(Source data)

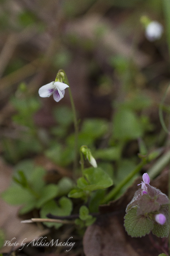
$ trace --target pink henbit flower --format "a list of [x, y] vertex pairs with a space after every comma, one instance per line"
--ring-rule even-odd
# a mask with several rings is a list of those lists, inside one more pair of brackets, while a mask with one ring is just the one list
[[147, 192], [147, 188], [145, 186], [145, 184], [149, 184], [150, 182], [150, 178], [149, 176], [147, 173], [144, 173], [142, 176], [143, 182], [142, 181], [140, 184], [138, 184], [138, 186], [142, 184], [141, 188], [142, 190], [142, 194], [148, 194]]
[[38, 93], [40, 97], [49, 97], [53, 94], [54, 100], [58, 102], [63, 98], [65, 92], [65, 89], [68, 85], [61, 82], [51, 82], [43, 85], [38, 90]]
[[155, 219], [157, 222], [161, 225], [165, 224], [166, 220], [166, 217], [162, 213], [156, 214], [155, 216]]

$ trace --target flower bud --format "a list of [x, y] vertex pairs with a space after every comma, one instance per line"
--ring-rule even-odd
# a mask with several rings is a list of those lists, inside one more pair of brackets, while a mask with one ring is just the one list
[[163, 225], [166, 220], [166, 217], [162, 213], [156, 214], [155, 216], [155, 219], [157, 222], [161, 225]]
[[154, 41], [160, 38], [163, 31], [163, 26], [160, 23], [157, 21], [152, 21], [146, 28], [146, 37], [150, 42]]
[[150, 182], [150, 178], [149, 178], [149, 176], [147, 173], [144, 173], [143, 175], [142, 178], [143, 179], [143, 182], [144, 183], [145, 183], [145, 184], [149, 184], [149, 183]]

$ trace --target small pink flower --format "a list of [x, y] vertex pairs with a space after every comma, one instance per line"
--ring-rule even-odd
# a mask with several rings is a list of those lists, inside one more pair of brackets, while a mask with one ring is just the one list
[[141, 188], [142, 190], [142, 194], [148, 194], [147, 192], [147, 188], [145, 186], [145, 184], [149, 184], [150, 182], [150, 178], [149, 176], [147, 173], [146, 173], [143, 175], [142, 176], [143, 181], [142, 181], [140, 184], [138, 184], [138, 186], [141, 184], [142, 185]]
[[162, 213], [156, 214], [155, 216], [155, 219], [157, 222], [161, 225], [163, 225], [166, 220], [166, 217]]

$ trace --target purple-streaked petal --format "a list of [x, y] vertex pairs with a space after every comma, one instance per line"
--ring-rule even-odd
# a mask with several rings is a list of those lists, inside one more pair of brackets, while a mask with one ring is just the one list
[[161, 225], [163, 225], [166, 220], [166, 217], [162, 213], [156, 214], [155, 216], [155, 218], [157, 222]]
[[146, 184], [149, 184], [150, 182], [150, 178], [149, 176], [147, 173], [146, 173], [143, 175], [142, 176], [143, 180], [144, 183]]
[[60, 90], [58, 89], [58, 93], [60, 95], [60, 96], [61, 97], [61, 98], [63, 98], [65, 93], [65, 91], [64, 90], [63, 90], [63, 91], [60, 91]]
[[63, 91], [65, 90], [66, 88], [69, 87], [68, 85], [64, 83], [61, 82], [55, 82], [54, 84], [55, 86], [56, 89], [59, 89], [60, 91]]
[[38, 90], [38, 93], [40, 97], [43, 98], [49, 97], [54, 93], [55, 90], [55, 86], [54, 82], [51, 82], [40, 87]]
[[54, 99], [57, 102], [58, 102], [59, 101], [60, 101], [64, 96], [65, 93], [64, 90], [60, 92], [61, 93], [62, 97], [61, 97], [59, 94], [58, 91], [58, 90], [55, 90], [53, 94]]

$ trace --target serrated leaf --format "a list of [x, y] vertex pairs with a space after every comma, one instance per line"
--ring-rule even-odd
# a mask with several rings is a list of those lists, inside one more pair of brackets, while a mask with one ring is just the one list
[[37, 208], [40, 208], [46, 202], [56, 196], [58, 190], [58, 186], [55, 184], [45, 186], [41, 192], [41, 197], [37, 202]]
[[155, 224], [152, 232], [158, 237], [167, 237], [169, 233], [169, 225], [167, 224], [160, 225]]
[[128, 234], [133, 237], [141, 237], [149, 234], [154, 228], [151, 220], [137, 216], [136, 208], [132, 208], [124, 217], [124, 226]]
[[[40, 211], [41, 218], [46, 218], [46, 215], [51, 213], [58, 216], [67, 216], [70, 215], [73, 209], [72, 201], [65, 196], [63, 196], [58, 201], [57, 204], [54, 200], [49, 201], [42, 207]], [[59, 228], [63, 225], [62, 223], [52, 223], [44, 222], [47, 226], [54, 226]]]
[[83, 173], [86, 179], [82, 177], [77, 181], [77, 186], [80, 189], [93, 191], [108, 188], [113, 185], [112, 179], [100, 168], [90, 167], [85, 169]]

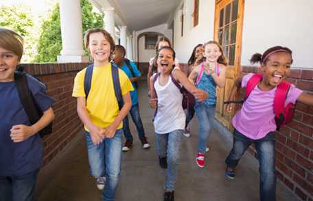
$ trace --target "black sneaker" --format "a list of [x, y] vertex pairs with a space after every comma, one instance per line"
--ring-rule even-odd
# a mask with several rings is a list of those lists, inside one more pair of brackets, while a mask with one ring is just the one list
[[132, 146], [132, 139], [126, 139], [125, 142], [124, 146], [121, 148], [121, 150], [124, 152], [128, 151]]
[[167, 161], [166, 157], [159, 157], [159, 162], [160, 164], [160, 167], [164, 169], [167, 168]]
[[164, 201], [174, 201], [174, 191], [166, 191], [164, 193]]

**THE PROBLEM**
Format the lines above as a JSON list of strings, one string per line and no blank lines, from the line containing "trace --target flower" through the line containing "222], [161, 225]]", both included.

**OUTPUT OF THE TASK**
[
  "$ trace --target flower bud --format \"a list of [x, y] vertex pairs with a space after every comma, one instance per line\"",
  "--ring-rule even-odd",
  "# a mask with several rings is a list of those lists, inside one more pair of brackets, while a mask with one ring is just the one list",
  "[[163, 225], [166, 220], [166, 217], [162, 213], [156, 214], [155, 216], [155, 219], [157, 222], [161, 225]]"
]